Lay out every line of the entries below as a Markdown table with two columns, Row and Line. Put the row number under Row and the line itself under Line, and skip any blank lines.
* * *
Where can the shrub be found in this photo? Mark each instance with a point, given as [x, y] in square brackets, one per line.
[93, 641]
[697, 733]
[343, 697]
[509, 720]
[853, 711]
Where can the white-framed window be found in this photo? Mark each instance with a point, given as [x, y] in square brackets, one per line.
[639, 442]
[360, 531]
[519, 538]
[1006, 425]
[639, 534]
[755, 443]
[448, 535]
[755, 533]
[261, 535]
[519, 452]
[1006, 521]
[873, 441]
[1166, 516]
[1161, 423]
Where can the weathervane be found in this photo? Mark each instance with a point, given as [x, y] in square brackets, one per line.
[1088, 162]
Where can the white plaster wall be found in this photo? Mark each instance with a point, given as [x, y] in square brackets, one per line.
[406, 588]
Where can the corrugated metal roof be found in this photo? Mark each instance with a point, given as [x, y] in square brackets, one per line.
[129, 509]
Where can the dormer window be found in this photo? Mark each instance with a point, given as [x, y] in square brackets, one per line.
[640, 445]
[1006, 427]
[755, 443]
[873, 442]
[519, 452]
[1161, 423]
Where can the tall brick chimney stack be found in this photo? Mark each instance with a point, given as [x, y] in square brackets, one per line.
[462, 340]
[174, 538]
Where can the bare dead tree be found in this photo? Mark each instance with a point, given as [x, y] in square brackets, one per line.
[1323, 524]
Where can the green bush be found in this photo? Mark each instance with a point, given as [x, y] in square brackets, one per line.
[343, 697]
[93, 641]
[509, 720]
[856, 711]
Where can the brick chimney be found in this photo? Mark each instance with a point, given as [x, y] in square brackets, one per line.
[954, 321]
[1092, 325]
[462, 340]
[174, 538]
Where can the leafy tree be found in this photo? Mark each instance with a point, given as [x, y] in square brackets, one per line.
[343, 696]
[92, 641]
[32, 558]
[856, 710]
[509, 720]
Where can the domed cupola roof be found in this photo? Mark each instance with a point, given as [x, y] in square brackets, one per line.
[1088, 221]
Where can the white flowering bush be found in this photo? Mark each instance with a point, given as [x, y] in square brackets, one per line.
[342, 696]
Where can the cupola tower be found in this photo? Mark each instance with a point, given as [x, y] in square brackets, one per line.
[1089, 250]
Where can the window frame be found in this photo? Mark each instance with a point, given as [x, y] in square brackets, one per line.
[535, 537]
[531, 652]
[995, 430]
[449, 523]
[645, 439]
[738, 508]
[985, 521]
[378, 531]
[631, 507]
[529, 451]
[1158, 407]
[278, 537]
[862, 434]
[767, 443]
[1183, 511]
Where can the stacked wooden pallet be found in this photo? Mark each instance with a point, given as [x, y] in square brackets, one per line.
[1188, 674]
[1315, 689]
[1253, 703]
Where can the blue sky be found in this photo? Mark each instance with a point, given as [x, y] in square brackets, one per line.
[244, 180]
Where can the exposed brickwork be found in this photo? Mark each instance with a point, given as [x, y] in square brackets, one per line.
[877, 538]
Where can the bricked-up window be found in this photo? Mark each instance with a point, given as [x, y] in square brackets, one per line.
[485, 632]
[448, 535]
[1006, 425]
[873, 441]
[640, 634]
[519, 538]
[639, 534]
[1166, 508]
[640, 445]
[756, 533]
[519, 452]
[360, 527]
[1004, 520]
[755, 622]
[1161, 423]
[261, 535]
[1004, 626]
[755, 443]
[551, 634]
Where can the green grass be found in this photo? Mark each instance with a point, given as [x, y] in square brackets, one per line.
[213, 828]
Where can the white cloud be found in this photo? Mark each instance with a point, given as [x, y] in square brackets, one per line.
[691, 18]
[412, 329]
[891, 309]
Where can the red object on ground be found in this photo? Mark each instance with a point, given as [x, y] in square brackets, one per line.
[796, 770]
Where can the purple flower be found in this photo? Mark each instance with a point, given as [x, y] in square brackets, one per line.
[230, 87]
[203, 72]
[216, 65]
* * *
[IN RESPONSE]
| Row | Line |
|---|---|
| 1 | Where can the shrub be found in this photo? Mark each instance with a point, given as [x, y] in square brackets, one per line. |
| 2 | [93, 641] |
| 3 | [697, 733] |
| 4 | [343, 697] |
| 5 | [509, 720] |
| 6 | [853, 711] |
| 7 | Where can the white-framed window be found in this photo? Mark each instance with a point, given as [x, y] in square brackets, one per line. |
| 8 | [639, 442] |
| 9 | [360, 531] |
| 10 | [519, 538] |
| 11 | [1006, 425] |
| 12 | [639, 534] |
| 13 | [755, 443] |
| 14 | [448, 535] |
| 15 | [755, 533] |
| 16 | [261, 535] |
| 17 | [519, 452] |
| 18 | [1006, 521] |
| 19 | [873, 441] |
| 20 | [1166, 516] |
| 21 | [1161, 423] |
| 22 | Where can the weathervane be found in this photo? Mark each instance with a point, given as [x, y] in square brackets, one per line. |
| 23 | [1088, 162] |
| 24 | Where can the white plaster wall be found in this photo? Mark each instance with a point, given as [x, y] in square brackets, one per line. |
| 25 | [406, 588] |
| 26 | Where can the corrugated metal roof be found in this photo? Mark each instance with a point, given as [x, y] in square brackets, one per line. |
| 27 | [129, 509] |
| 28 | Where can the dormer window be found in this photo? Mark each instance with a point, given as [x, y] in square brackets, one per line. |
| 29 | [640, 445] |
| 30 | [1006, 427] |
| 31 | [755, 443] |
| 32 | [873, 442] |
| 33 | [519, 452] |
| 34 | [1161, 423] |
| 35 | Where can the tall brick chimney stack be found in this photo? Mark each instance with a point, given as [x, y] in square brackets, one per line. |
| 36 | [462, 340] |
| 37 | [174, 538] |
| 38 | Where can the bare dead tree be found in this photo? Mark each instance with a point, given as [x, y] in square brackets, one per line. |
| 39 | [1323, 524] |
| 40 | Where can the green bush be found in this photo? Mark each instance with a point, given as [x, y] in square brackets, one per line. |
| 41 | [343, 697] |
| 42 | [93, 641] |
| 43 | [509, 720] |
| 44 | [856, 711] |
| 45 | Where can the brick chimney be found in this photo? Mark each instance with a point, given as [x, y] in square brackets, one per line. |
| 46 | [954, 321] |
| 47 | [1092, 325] |
| 48 | [462, 340] |
| 49 | [174, 538] |
| 50 | Where can the leafy tree be found in this photo? Mark each instance with a point, given as [x, y] in square brackets, one per line. |
| 51 | [343, 696] |
| 52 | [92, 641] |
| 53 | [32, 558] |
| 54 | [856, 710] |
| 55 | [509, 720] |
| 56 | Where can the domed cupola roof be found in this photo? Mark each instance with a point, given as [x, y] in square brackets, one per line. |
| 57 | [1088, 221] |
| 58 | Where can the white flowering bush be found in this photo? Mark each instance with a point, given as [x, y] in square brackets, one per line. |
| 59 | [342, 696] |
| 60 | Where can the cupola tower be found in this photo? Mark each instance with a point, given as [x, y] in square brackets, one per line. |
| 61 | [1089, 250] |
| 62 | Where can the window frame be found in this photo? Mark each instance with a point, given as [x, y] in square brackets, one per line. |
| 63 | [535, 537] |
| 64 | [531, 652] |
| 65 | [995, 430] |
| 66 | [449, 523] |
| 67 | [645, 439] |
| 68 | [738, 508] |
| 69 | [985, 521] |
| 70 | [378, 531] |
| 71 | [631, 507] |
| 72 | [529, 451] |
| 73 | [1158, 407] |
| 74 | [278, 537] |
| 75 | [862, 434] |
| 76 | [767, 443] |
| 77 | [1183, 511] |
| 78 | Where can the stacked wooden pallet be found in this photo? Mark each instance with a point, given as [x, y] in square brackets, one per line. |
| 79 | [1188, 674] |
| 80 | [1315, 689] |
| 81 | [1253, 703] |
| 82 | Where can the blue sky be found in this photo? Mark each instance with a point, given as [x, y] in square brackets, one per line. |
| 83 | [244, 180] |
| 84 | Where can the exposed brickwork be found in this photo? Mark each instance with a point, given as [x, y] in square brackets, one per line. |
| 85 | [877, 538] |
| 86 | Where can the bricked-up window be found in this photo? Mark each instance with a point, given as [x, y] in square brackets, one per line. |
| 87 | [485, 632] |
| 88 | [448, 535] |
| 89 | [1006, 425] |
| 90 | [873, 441] |
| 91 | [640, 634] |
| 92 | [519, 538] |
| 93 | [639, 534] |
| 94 | [1166, 508] |
| 95 | [640, 445] |
| 96 | [756, 533] |
| 97 | [519, 452] |
| 98 | [360, 527] |
| 99 | [1004, 520] |
| 100 | [755, 622] |
| 101 | [1161, 423] |
| 102 | [261, 535] |
| 103 | [1004, 626] |
| 104 | [755, 443] |
| 105 | [551, 634] |
| 106 | Where can the green grass be found in this photo? Mark each instance with a point, given as [x, y] in square brackets, one per line. |
| 107 | [213, 828] |
| 108 | Where can the white cloud be found in this photo? Mark each instance with a point, given as [x, y] in square brackets, one per line. |
| 109 | [691, 18] |
| 110 | [412, 329] |
| 111 | [891, 309] |
| 112 | Where can the red object on ground be found in this photo? Mark each instance with a point, given as [x, y] in square brackets, one per line. |
| 113 | [796, 770] |
| 114 | Where can the purple flower be found in this photo? Mark each instance with a point, given as [x, y] in square brackets, one per line. |
| 115 | [230, 87] |
| 116 | [203, 72] |
| 117 | [216, 65] |